Render every line of the material below as a JSON list of strings, one string per line, skipping blank lines. Leave the pictures out.
##### Extracted material #####
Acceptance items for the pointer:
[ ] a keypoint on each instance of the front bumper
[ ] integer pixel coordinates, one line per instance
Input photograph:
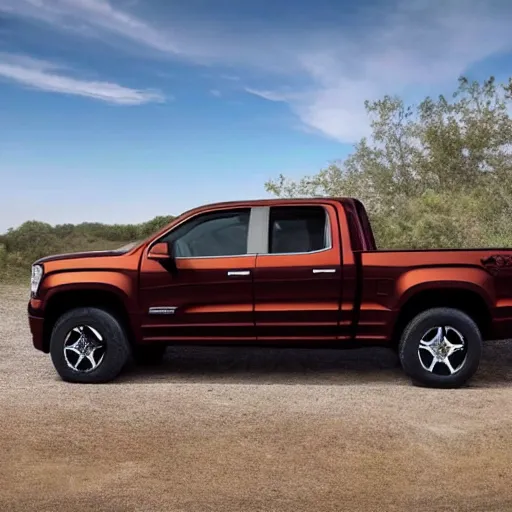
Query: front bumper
#####
● Solution for this task
[
  "Acceptance items for the pointer:",
  "[ ] a keypoint on each instance of the front bumper",
  "[ ] integer pixel coordinates, one line per instance",
  "Input photograph:",
  "Query: front bumper"
]